Directions for this task:
Every line of the data must appear again in the answer, exactly as written.

___

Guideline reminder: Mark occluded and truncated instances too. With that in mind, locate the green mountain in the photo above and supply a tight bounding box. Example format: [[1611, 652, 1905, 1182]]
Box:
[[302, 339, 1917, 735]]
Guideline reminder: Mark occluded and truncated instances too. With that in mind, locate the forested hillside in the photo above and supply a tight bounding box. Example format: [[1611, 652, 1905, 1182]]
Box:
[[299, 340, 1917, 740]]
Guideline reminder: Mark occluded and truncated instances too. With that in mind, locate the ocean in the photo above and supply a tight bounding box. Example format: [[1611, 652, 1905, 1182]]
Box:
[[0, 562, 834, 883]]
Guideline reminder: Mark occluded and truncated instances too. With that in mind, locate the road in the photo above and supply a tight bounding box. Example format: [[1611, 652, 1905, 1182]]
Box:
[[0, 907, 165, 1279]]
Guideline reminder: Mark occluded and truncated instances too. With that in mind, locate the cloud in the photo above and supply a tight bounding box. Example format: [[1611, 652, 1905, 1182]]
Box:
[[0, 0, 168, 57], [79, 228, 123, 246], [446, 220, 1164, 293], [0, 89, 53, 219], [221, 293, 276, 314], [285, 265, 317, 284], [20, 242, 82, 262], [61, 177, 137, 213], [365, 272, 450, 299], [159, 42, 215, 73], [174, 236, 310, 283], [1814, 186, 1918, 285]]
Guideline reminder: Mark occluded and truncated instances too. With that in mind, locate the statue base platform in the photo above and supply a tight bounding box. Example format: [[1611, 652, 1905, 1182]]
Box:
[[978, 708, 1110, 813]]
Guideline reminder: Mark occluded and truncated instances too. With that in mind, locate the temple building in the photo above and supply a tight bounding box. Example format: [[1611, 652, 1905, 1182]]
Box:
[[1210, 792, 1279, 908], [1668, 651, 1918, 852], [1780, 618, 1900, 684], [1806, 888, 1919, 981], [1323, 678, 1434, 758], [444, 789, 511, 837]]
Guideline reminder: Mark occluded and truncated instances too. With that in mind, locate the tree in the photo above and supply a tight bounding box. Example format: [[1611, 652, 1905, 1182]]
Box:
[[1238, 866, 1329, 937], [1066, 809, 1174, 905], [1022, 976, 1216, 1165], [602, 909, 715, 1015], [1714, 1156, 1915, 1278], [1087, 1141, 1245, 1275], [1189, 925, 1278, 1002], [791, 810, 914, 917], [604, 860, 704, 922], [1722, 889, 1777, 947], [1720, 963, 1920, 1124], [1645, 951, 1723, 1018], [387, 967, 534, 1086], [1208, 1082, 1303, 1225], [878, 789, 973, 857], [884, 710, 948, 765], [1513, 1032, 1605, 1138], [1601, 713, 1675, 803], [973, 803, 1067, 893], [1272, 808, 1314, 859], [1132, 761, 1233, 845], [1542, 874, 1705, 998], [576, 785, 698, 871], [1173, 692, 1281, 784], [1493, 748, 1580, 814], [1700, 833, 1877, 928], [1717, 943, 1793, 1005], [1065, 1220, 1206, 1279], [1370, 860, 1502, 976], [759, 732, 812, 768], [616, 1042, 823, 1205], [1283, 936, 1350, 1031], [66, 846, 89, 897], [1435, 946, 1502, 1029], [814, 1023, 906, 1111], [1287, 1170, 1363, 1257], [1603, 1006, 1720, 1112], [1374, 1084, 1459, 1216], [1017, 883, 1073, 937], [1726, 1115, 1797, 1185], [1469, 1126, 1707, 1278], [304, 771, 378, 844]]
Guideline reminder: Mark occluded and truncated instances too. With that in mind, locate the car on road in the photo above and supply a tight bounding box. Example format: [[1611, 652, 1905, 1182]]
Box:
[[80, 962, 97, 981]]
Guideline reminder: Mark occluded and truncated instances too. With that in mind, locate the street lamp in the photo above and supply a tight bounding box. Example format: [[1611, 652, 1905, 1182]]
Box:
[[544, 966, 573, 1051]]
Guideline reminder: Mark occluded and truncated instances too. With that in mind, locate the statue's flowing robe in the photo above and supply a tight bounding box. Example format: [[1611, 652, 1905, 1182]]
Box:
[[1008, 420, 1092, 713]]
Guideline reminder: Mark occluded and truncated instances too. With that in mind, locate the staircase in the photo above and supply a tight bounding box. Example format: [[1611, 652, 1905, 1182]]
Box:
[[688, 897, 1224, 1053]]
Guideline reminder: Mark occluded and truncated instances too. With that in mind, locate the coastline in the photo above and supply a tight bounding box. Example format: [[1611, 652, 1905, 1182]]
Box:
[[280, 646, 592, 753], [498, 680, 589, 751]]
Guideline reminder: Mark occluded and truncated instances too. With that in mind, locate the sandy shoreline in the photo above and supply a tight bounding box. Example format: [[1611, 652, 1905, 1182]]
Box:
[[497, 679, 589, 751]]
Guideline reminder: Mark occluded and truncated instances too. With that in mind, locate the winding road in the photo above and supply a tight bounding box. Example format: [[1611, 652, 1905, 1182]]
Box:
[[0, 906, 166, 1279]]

___

Exercise result:
Guideline reminder: Mark occluded and truncated instances too. With that in mind, locate the green mountain in the photo above and supply a tight bounding box. Example format: [[1611, 652, 1905, 1182]]
Box:
[[302, 339, 1917, 735]]
Guideline reminder: Mark occluded and truncated instances too. With that in mind, locate the forested hillside in the photo above and supply a tight bounding box. Example format: [[1611, 652, 1905, 1182]]
Box:
[[299, 340, 1917, 740]]
Guideline reminder: Mark occluded and truncated instances too. With that in mind, locate the ocean in the photo above and supply a tight bounding box. Example format: [[1611, 652, 1905, 1182]]
Box:
[[0, 562, 834, 883]]
Guideline reminder: Mark occluded and truncated instances too. With that in mind, locate the road in the photo above and supply a tight bounding box. Example format: [[1611, 652, 1905, 1182]]
Box:
[[0, 907, 165, 1279]]
Guideline reminder: Mark occluded and truncated instances too. With that in mind, locate the cloud in the photo above and supply a tight bounding box. Example format: [[1611, 652, 1905, 1182]]
Box:
[[0, 0, 168, 57], [79, 228, 123, 246], [446, 220, 1164, 293], [0, 89, 53, 219], [221, 293, 276, 314], [285, 265, 317, 284], [20, 242, 82, 262], [61, 177, 137, 213], [365, 272, 450, 299], [159, 42, 215, 73], [174, 236, 310, 283], [1814, 186, 1918, 285]]
Guideline reminder: Mark occluded and truncated instances too. With that in mind, locate the statue base platform in the photo above and supply a tight bounding box. Example format: [[1611, 652, 1905, 1182]]
Box:
[[978, 708, 1110, 813]]
Guideline reminder: Mark occluded and truncated instances too. With that in mind, locate the temple building in the photo above and supply a tight bounding box. Example format: [[1611, 652, 1905, 1182]]
Box:
[[1210, 792, 1279, 908], [1668, 651, 1918, 852], [1780, 618, 1900, 684], [1806, 888, 1919, 981], [1323, 678, 1434, 758], [444, 789, 511, 837]]
Guideline reminder: Mark occluded and truncated instances too. With that in mind, locate the tree in the photo above and supply a tight bounding box. Example format: [[1611, 652, 1905, 1182]]
Box:
[[1238, 866, 1329, 937], [1066, 809, 1174, 905], [1022, 976, 1216, 1165], [602, 909, 715, 1015], [1714, 1156, 1915, 1278], [1087, 1141, 1245, 1275], [1189, 925, 1278, 1002], [791, 810, 914, 917], [604, 860, 704, 922], [1722, 889, 1777, 947], [1720, 963, 1920, 1124], [1645, 951, 1723, 1018], [387, 967, 534, 1086], [1208, 1082, 1303, 1225], [878, 789, 973, 857], [884, 710, 948, 765], [1513, 1032, 1605, 1138], [1601, 713, 1675, 803], [973, 803, 1067, 893], [1272, 808, 1314, 859], [1132, 761, 1233, 845], [1542, 874, 1705, 998], [576, 785, 698, 871], [1173, 692, 1281, 784], [1493, 748, 1580, 814], [1700, 833, 1877, 928], [1717, 943, 1793, 1005], [1065, 1220, 1206, 1279], [1370, 860, 1502, 976], [759, 732, 812, 768], [616, 1042, 823, 1205], [1283, 936, 1350, 1031], [66, 846, 89, 897], [1435, 946, 1502, 1029], [814, 1023, 906, 1111], [1287, 1170, 1363, 1257], [1603, 1006, 1720, 1112], [1374, 1084, 1459, 1216], [1017, 883, 1073, 937], [1726, 1115, 1797, 1185], [1469, 1126, 1707, 1278], [304, 771, 378, 844]]
Guideline reminder: Mark occluded and truncated instances too. With that in mind, locate the car on road in the photo above and supply a tight bounding box. Example format: [[1611, 652, 1905, 1182]]
Box:
[[80, 962, 97, 981]]
Guideline reminder: Mark occluded and truncated instances too. With that in mind, locate the street lamp in the photo above and supply a tight bounding box. Example format: [[1611, 652, 1905, 1182]]
Box:
[[544, 966, 573, 1051]]
Guideline reminder: Mark occluded and truncated instances too. With that in mind, locate the statue's flowing robe in the photo above and supply a tight bounding box. Example format: [[1611, 652, 1905, 1182]]
Box:
[[1008, 420, 1092, 713]]
Guideline reminder: Mark occluded and truncated instances too. With that in mind, locate the staircase in the photo above and supply a tight bounding box. Example format: [[1611, 652, 1905, 1182]]
Box:
[[688, 897, 1224, 1053]]
Guideline reminder: Mark occluded and truncated instances too. With that in mind, locate the coastline in the photo above and supply a tight bounding box. Example format: [[1611, 652, 1905, 1182]]
Box:
[[280, 646, 592, 753], [498, 680, 589, 751]]
Guideline reminder: Mark occluded and truncated instances too. With that in mind, locate the sandy shoreline in the photo above and supply a tight bounding box. Example format: [[1611, 652, 1905, 1182]]
Box:
[[497, 679, 589, 751]]
Guideline reminder: Mark occluded and truncated instances too. With that in mind, locate the winding road in the photo above and supply a tight bounding box. Example format: [[1611, 652, 1905, 1182]]
Box:
[[0, 906, 166, 1279]]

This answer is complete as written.